● **Task to carry out**
Both the line containing "Locate the rooftop antenna" and the last line of the listing are included: write out exactly the lines from one to the other.
*****
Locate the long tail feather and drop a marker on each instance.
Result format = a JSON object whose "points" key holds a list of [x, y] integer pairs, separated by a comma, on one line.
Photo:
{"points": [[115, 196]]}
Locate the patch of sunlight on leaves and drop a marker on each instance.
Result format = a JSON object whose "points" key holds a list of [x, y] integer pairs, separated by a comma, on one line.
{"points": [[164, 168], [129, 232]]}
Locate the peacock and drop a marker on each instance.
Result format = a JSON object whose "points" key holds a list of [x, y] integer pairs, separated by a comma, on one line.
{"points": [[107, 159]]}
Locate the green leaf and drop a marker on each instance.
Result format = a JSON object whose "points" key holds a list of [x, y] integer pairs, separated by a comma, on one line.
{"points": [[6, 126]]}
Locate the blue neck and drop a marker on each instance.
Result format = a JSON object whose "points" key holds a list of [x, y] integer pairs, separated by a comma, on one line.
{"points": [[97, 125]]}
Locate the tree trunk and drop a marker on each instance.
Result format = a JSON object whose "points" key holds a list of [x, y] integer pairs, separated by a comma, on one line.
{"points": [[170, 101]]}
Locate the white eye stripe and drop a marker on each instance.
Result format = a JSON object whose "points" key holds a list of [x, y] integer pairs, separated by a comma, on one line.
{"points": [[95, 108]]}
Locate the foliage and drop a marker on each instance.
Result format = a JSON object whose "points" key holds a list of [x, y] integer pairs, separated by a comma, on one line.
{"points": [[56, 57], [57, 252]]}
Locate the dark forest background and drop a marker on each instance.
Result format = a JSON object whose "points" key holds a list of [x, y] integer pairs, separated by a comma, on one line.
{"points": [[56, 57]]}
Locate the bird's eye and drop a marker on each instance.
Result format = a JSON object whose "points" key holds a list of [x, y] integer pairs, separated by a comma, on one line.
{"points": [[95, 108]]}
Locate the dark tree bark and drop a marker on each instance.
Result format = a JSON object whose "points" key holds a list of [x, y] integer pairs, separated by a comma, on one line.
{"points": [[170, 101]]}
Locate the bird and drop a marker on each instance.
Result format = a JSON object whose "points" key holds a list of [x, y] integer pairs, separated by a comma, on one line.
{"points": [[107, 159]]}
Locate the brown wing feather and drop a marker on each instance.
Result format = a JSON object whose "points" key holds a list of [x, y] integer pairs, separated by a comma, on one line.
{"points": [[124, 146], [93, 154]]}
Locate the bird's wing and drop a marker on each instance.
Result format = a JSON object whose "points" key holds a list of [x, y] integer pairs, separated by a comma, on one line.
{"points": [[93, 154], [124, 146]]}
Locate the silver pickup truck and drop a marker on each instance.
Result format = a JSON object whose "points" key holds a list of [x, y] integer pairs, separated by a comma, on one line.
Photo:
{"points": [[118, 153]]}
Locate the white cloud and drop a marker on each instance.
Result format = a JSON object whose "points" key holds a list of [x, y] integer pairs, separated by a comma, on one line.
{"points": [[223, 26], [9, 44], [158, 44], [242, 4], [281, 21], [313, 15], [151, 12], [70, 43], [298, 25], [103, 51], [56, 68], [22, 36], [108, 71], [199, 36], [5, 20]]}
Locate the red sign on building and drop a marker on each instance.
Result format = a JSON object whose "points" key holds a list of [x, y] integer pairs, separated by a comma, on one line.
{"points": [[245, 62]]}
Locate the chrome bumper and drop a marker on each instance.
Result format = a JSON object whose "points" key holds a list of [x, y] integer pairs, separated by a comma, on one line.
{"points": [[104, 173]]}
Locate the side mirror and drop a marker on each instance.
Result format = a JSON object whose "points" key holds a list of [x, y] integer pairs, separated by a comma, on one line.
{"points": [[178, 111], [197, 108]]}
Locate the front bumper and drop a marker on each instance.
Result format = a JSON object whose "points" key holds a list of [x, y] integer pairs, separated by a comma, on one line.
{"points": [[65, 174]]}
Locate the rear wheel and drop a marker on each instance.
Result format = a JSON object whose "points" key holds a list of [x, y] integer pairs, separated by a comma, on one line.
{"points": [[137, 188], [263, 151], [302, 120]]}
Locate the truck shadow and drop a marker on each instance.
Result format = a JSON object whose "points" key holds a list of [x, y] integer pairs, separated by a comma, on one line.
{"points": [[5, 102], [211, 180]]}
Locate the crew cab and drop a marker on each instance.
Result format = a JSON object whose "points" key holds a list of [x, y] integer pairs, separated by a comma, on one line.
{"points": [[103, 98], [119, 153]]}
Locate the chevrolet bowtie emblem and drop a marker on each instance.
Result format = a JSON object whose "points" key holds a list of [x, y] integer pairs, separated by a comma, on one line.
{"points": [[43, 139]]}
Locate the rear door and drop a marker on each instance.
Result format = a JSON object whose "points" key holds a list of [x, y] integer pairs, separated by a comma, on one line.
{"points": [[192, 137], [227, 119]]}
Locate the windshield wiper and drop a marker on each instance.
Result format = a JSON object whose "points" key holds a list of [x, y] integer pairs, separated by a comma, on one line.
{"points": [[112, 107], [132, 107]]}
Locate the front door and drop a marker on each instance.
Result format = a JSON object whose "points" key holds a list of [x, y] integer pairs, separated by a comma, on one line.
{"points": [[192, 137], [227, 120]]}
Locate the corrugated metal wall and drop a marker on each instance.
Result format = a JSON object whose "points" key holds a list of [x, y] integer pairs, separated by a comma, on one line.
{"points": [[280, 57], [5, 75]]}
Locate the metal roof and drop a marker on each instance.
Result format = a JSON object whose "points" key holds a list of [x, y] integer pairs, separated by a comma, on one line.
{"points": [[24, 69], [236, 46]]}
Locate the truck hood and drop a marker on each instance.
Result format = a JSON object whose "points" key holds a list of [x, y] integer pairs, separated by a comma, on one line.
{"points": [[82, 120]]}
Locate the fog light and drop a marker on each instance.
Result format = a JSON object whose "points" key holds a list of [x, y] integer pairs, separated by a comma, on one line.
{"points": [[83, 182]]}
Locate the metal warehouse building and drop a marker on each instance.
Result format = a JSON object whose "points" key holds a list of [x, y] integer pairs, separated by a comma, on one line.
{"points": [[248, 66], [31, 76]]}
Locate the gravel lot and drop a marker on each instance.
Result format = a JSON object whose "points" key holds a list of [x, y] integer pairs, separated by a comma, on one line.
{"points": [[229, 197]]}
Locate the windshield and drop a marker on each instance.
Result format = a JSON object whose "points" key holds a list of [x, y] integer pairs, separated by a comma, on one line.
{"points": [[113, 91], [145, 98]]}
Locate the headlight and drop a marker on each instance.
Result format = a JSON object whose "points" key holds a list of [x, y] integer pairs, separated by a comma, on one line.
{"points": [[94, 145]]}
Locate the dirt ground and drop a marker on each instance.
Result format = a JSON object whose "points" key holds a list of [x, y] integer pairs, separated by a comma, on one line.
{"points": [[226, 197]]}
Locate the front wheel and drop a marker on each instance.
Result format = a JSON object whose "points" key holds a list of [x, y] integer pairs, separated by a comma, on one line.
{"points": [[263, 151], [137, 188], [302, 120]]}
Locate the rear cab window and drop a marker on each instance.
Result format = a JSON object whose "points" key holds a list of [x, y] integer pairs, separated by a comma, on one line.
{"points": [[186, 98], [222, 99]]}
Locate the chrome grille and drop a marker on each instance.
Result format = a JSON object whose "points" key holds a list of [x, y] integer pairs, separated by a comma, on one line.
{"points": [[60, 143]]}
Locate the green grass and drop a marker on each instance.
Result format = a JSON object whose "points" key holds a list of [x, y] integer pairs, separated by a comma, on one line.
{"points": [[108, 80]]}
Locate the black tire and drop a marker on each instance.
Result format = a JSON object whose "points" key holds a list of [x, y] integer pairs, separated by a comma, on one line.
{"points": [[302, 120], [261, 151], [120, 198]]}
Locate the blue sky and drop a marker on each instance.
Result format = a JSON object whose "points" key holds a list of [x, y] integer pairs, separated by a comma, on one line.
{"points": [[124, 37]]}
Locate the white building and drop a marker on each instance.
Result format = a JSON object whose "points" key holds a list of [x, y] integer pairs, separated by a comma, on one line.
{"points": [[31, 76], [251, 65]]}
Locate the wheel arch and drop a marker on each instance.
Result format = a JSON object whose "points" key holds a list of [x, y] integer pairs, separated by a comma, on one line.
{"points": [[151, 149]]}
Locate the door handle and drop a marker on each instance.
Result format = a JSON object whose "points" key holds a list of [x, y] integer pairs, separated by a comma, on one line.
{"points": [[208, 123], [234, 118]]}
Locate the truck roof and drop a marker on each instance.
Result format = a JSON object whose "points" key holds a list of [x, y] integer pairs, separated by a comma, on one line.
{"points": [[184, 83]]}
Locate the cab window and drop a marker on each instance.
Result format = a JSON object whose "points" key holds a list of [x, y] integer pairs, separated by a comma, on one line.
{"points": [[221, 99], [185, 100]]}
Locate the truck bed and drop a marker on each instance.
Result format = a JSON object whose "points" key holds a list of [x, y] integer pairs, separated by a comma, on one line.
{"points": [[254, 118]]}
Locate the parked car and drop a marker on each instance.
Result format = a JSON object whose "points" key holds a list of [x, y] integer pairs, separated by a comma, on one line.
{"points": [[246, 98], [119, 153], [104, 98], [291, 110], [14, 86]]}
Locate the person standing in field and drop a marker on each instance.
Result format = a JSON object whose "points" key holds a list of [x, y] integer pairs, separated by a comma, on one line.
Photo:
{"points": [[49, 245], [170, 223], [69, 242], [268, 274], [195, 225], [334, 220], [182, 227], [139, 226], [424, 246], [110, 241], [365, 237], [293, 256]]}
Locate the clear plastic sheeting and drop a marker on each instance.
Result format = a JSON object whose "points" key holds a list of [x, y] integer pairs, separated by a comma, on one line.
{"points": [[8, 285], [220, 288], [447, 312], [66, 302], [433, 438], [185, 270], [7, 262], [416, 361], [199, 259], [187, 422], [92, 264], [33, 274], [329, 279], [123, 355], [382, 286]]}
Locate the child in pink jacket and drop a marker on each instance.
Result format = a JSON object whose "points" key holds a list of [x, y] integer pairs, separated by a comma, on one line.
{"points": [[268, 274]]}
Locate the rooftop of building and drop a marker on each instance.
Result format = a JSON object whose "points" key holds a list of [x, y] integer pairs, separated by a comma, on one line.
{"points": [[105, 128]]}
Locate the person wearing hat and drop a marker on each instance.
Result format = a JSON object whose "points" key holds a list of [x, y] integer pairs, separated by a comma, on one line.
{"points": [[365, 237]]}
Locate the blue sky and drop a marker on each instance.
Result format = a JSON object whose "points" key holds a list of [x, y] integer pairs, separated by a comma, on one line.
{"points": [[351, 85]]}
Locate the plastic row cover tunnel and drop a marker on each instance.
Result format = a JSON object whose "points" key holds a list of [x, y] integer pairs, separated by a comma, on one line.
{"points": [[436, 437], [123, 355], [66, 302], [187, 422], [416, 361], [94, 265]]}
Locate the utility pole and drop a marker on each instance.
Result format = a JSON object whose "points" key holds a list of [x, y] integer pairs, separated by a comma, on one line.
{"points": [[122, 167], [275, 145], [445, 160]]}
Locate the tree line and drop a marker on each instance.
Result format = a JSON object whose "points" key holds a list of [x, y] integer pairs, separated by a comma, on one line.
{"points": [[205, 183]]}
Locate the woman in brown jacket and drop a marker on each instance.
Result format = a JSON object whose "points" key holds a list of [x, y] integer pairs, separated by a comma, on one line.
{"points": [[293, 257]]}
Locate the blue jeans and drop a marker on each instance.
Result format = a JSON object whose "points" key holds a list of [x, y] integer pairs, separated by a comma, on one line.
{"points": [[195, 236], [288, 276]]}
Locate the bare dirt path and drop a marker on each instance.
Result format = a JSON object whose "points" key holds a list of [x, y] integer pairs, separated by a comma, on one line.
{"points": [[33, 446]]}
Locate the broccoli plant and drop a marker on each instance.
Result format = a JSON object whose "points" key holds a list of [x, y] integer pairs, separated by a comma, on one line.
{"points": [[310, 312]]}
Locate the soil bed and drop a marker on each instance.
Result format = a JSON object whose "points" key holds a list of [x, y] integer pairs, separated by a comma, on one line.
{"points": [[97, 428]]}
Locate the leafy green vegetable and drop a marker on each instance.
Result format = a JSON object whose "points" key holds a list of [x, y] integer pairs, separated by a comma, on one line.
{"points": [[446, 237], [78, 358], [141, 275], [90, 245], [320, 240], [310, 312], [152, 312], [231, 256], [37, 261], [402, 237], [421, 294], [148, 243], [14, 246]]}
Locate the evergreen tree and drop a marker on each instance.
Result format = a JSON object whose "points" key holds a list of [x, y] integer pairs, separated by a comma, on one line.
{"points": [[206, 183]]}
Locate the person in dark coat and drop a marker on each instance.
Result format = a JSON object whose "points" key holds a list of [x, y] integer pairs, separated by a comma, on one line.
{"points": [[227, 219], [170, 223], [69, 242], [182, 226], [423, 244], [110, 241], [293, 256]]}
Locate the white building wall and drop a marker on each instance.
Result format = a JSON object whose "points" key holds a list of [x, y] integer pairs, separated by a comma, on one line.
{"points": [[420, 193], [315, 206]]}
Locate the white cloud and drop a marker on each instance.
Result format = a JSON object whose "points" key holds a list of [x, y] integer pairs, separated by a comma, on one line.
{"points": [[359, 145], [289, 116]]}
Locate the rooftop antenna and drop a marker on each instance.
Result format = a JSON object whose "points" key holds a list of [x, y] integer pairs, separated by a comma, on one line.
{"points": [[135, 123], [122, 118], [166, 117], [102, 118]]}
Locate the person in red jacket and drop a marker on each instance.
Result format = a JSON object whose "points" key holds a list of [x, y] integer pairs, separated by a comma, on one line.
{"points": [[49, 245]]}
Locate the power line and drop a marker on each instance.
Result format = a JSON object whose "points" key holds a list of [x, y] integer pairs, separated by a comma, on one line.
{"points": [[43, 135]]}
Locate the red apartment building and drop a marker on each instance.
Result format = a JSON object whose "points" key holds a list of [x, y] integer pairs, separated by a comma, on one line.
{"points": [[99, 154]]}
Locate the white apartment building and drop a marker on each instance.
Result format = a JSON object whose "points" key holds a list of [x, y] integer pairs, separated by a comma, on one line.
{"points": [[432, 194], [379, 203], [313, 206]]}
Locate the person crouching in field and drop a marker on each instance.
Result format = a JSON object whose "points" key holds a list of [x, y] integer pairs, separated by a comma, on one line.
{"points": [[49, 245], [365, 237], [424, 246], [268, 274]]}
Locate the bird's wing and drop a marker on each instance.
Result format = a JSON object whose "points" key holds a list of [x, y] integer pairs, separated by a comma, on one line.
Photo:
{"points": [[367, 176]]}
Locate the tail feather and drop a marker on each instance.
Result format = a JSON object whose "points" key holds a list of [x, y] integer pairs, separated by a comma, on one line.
*****
● **Task solution**
Locate the rooftop antenna and drop a marker on each instance.
Result format = a JSON object whose "points" key holds a list of [x, y] integer pairs, separated by a comma, on one line.
{"points": [[135, 123], [122, 118], [166, 117], [102, 118]]}
Locate the person in red jacket and drop a marker on each instance.
Result format = a JSON object whose "points" key holds a list of [x, y] integer pairs, separated by a comma, on one line.
{"points": [[49, 245]]}
Locate the power line and drop a marker on each instance.
Result format = a JSON object whose "points" key holds a list of [x, y] integer pairs, separated by a comma, on one line.
{"points": [[43, 135]]}
Locate the red apartment building and drop a marker on each instance.
Result format = a JSON object whose "points" key holds a list of [x, y] integer pairs, separated by a comma, on one line.
{"points": [[99, 154]]}
Locate the white apartment building and drop a marker on each instance.
Result format = a JSON object whose "points" key holds a list of [x, y] integer pairs, separated by a comma, on one line.
{"points": [[432, 194], [379, 203], [313, 206]]}
Locate the person crouching in field and drop a marker on each instance.
Result format = a JSON object whose "points" key holds a list of [x, y] integer pairs, separated by a comma, on one line.
{"points": [[49, 245], [365, 237], [424, 246], [268, 274]]}
Locate the bird's wing and drop a marker on each instance.
Result format = a JSON object whose "points" key holds a list of [x, y] integer pairs, separated by a comma, on one line.
Photo:
{"points": [[367, 176]]}
Locate the tail feather and drop a marker on each instance.
Result format = a JSON object whose "points" key holds a list of [x, y] integer pairs, separated by a comma, on one line.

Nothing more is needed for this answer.